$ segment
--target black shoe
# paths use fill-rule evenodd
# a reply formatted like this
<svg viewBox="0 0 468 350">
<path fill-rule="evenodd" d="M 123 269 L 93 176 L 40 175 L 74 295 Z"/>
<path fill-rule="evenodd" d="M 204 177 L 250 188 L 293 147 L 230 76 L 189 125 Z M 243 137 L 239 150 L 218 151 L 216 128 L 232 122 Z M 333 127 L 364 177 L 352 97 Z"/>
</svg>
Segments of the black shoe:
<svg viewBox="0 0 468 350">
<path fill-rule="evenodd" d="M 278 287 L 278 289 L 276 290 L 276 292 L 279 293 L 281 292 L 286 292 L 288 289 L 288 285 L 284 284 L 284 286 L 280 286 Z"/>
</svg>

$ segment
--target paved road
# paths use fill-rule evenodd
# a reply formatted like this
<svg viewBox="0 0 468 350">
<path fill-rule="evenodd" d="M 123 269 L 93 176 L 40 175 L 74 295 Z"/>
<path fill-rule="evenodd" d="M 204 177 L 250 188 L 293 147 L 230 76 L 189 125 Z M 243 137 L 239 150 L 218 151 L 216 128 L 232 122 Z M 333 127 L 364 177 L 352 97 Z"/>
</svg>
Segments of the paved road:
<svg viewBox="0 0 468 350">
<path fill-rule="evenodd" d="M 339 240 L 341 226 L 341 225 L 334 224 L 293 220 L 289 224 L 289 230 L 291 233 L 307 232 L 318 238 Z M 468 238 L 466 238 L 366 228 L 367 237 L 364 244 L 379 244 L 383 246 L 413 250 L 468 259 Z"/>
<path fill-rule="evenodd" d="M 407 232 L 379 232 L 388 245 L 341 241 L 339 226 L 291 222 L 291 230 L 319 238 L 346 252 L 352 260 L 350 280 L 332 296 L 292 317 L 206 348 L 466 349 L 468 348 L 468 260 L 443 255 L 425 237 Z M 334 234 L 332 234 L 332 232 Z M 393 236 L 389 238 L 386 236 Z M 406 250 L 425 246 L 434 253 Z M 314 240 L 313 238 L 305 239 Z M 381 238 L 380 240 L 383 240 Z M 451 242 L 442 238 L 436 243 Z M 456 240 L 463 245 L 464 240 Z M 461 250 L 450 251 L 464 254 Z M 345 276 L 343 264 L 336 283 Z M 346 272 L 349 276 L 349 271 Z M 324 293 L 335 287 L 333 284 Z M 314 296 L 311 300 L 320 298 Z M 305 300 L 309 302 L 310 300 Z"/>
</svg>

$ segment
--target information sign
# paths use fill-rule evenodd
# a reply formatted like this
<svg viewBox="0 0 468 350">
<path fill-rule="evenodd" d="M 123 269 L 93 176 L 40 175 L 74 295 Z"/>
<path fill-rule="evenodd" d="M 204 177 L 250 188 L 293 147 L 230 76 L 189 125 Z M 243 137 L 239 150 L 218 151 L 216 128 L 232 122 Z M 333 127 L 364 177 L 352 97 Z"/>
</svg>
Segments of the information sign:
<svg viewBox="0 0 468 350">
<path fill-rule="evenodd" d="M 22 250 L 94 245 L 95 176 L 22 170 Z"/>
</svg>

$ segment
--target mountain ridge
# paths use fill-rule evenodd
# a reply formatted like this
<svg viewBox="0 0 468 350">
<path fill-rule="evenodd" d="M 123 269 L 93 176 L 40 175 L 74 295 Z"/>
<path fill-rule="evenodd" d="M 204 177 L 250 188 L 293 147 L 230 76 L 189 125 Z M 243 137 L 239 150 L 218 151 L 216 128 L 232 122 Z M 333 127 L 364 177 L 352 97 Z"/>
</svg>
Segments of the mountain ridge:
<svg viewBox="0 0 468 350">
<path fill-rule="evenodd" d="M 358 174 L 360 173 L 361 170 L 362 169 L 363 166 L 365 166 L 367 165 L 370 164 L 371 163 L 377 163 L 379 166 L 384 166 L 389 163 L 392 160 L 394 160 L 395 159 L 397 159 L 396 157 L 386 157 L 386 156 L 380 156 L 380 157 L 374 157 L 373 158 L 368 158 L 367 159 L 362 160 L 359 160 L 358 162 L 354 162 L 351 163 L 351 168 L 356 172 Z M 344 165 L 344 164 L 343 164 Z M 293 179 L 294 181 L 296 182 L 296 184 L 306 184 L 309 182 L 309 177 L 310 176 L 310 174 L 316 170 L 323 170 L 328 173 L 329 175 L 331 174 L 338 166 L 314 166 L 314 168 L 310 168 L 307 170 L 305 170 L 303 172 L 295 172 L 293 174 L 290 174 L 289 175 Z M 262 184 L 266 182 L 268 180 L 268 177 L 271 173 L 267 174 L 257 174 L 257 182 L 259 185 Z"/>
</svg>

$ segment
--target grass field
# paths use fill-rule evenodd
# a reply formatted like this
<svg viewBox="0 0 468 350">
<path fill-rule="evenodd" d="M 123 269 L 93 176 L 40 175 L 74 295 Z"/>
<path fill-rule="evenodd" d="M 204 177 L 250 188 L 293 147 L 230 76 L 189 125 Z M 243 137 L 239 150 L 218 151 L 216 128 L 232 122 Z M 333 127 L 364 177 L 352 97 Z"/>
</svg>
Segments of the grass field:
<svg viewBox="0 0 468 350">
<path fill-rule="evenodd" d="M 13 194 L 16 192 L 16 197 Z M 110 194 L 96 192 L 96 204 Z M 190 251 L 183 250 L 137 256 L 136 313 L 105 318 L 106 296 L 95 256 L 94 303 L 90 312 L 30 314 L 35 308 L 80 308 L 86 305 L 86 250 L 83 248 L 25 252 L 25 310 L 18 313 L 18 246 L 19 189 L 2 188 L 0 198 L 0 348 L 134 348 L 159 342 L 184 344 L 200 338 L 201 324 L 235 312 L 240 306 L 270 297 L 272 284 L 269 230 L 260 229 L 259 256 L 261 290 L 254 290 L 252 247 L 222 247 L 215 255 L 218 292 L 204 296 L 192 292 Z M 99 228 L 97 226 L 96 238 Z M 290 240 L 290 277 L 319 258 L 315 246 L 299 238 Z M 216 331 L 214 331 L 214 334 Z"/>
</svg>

################

Written task → Gather every line from the items above that contains the string "shoe". Treat uppercase and lowercase letters as different.

Written solution →
--target black shoe
Segments of the black shoe:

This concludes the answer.